**Instructions to follow**
Count the lines in the rows below that contain the word "tower", and reply with the number alone.
## Start
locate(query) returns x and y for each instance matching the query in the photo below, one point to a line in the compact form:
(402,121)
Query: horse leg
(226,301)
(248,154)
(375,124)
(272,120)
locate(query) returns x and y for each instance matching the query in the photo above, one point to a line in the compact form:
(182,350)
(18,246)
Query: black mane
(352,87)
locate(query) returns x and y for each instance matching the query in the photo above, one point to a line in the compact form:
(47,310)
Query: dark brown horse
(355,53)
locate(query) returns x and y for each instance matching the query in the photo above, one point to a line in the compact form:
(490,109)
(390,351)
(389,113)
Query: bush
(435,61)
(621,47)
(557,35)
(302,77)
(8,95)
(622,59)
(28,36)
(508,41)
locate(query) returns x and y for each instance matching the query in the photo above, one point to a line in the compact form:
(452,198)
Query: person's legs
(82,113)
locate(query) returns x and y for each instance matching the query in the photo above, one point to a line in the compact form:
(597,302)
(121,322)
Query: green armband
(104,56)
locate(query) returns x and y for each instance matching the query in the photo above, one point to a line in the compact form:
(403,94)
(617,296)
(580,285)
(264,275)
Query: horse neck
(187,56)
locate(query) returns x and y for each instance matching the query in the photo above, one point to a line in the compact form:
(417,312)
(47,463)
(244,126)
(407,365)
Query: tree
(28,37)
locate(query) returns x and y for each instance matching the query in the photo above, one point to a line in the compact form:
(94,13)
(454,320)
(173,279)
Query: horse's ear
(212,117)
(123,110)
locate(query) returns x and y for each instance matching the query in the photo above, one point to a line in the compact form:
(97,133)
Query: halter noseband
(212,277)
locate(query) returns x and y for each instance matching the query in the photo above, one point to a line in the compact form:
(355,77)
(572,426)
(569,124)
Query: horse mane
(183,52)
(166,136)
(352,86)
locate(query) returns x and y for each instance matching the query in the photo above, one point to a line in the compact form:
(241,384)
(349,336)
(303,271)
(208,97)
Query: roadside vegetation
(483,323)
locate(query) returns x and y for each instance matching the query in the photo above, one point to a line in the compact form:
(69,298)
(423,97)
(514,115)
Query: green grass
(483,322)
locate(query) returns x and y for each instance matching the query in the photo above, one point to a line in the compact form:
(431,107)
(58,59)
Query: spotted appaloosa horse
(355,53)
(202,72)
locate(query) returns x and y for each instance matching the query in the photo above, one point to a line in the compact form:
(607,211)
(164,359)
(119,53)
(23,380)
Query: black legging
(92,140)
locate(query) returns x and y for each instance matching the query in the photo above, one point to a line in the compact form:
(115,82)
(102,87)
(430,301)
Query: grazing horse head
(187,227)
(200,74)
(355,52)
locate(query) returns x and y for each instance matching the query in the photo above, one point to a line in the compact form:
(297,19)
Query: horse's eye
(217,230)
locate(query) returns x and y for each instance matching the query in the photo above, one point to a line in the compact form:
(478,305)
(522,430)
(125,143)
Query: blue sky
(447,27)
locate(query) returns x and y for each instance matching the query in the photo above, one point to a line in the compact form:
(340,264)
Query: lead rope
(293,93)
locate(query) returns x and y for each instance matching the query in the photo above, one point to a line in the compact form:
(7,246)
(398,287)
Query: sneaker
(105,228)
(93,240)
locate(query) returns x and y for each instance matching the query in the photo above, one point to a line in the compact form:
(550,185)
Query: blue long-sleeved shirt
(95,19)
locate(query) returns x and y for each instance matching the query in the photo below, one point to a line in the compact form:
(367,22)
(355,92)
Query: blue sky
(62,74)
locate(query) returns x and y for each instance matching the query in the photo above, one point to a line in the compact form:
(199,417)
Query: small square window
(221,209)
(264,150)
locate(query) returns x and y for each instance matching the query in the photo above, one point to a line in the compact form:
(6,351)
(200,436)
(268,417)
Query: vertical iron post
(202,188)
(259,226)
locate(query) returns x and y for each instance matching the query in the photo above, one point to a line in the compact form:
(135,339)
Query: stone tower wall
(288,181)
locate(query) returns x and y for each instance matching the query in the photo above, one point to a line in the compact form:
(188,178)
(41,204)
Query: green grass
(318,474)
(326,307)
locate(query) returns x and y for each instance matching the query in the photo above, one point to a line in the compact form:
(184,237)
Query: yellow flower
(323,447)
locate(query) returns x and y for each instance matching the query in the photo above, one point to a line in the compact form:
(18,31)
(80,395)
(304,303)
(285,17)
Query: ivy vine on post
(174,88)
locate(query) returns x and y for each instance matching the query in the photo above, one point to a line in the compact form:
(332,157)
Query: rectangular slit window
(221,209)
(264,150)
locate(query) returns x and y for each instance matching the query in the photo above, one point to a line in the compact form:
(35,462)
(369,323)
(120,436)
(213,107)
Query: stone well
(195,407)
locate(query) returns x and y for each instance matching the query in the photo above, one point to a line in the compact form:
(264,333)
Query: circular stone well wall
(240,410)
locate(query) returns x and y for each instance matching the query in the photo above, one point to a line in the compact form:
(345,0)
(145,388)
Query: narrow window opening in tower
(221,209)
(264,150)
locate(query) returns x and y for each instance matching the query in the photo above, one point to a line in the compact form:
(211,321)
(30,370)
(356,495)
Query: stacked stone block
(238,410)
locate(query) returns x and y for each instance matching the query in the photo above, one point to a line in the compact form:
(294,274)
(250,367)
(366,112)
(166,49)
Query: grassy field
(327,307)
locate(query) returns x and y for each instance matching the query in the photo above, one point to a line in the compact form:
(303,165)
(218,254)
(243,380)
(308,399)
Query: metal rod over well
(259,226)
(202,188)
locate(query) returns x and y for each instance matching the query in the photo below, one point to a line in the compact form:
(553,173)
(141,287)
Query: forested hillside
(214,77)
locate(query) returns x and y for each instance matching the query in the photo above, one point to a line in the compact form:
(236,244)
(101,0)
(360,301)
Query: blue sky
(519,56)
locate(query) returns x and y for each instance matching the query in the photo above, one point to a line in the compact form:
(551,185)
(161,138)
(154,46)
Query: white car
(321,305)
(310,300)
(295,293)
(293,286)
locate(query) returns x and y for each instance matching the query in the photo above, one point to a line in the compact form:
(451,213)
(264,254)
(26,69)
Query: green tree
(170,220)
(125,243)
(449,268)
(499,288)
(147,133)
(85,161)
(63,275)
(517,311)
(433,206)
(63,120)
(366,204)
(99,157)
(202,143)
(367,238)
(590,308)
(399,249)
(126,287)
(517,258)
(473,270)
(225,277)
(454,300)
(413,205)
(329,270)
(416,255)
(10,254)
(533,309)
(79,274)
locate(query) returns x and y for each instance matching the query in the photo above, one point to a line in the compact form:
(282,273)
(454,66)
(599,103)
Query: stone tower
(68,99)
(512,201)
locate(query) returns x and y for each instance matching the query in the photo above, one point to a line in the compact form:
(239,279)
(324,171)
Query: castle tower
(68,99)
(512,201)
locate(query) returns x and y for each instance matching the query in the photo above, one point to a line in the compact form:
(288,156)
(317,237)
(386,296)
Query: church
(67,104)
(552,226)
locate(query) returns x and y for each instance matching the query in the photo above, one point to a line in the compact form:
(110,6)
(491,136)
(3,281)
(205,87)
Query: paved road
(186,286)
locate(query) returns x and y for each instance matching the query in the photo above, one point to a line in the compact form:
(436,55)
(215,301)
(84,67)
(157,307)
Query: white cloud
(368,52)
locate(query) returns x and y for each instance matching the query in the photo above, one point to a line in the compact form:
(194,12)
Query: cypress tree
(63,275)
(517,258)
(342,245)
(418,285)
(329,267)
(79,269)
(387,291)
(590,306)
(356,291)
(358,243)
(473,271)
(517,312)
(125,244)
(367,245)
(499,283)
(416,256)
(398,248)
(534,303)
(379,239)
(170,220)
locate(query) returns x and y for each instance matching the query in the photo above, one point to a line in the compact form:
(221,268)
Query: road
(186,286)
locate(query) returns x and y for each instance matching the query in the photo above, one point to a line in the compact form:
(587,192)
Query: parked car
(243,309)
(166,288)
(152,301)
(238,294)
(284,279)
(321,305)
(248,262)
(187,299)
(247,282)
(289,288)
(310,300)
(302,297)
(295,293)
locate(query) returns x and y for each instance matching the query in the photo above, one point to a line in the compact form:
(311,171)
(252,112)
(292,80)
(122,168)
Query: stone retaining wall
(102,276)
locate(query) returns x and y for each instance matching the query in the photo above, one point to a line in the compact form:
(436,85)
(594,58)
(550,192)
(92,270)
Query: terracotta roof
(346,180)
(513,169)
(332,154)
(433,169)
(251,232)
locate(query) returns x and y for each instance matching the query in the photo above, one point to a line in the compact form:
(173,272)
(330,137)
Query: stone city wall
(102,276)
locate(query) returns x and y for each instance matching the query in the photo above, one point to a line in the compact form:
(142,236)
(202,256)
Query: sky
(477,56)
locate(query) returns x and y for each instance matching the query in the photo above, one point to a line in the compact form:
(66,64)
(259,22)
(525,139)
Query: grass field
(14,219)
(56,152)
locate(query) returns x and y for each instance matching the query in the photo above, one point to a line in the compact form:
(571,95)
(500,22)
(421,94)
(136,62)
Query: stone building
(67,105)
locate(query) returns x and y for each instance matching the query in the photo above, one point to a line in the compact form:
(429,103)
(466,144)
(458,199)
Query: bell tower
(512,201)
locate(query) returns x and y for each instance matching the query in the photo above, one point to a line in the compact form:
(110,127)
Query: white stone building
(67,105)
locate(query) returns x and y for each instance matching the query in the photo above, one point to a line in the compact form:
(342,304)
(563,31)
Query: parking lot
## End
**Finished exercise**
5